[Excerpts from a dataset]

--------------------

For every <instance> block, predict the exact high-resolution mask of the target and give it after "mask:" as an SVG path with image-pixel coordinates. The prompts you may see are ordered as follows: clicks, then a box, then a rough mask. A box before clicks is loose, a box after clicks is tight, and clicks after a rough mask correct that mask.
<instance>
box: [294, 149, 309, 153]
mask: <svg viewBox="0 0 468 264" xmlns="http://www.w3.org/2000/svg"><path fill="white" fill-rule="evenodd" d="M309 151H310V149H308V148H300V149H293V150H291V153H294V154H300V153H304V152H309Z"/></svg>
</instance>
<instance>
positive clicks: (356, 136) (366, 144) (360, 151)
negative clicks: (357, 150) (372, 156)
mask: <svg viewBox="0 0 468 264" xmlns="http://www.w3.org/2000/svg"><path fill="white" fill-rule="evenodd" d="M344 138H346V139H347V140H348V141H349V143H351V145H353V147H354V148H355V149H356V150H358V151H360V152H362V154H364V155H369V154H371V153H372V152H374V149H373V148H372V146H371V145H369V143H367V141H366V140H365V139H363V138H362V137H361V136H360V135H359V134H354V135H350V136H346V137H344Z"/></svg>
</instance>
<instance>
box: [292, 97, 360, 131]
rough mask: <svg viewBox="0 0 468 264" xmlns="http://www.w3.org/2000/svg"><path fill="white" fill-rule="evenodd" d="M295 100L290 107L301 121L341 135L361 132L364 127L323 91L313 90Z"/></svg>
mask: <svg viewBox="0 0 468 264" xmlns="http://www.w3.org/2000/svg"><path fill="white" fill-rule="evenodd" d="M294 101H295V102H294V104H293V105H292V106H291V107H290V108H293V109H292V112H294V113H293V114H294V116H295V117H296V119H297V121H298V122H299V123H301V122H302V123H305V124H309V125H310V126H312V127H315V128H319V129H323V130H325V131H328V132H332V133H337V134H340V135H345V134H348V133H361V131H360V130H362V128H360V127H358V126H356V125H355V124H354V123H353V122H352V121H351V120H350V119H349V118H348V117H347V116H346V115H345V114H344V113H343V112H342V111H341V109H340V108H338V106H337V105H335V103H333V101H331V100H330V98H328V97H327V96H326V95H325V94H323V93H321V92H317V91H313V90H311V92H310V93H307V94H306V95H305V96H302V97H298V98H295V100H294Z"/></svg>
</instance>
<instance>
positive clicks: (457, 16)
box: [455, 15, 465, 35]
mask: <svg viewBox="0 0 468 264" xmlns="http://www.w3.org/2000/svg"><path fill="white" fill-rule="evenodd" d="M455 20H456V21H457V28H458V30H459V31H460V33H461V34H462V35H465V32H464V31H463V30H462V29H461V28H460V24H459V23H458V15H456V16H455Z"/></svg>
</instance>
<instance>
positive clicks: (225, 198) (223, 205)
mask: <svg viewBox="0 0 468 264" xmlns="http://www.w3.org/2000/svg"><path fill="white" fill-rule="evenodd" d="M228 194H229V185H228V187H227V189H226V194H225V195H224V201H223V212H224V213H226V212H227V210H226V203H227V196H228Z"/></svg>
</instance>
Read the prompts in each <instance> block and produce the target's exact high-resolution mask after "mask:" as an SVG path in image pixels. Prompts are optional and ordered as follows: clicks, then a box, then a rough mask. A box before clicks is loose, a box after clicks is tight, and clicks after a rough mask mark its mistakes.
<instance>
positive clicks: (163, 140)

--------------------

_What is expected:_
The line containing "box: [292, 97, 360, 131]" marks the end. Please print exactly every line from the top of the data to it, both included, and nothing more.

_Answer space:_
For every <instance> block, predict the exact high-resolution mask of the target and give it after "mask:" as an SVG path with image-pixel coordinates. The prompts you may see are ordered as follows: clicks, then a box, then a rough mask. A box before clicks is loose, a box after clicks is tight, and clicks after a rough mask correct that mask.
<instance>
box: [294, 149, 309, 153]
mask: <svg viewBox="0 0 468 264" xmlns="http://www.w3.org/2000/svg"><path fill="white" fill-rule="evenodd" d="M309 151H310V149H308V148H300V149H293V150H291V153H294V154H300V153H304V152H309Z"/></svg>
</instance>
<instance>
positive clicks: (356, 136) (366, 144) (360, 151)
negative clicks: (357, 150) (372, 156)
mask: <svg viewBox="0 0 468 264" xmlns="http://www.w3.org/2000/svg"><path fill="white" fill-rule="evenodd" d="M344 138H346V139H347V140H348V141H349V143H351V145H353V147H354V148H355V149H356V150H358V151H360V152H362V154H364V155H369V154H371V153H372V152H374V149H373V148H372V146H371V145H369V143H367V141H366V140H365V139H363V138H362V137H361V136H360V135H359V134H354V135H350V136H346V137H344Z"/></svg>
</instance>
<instance>
box: [292, 97, 360, 131]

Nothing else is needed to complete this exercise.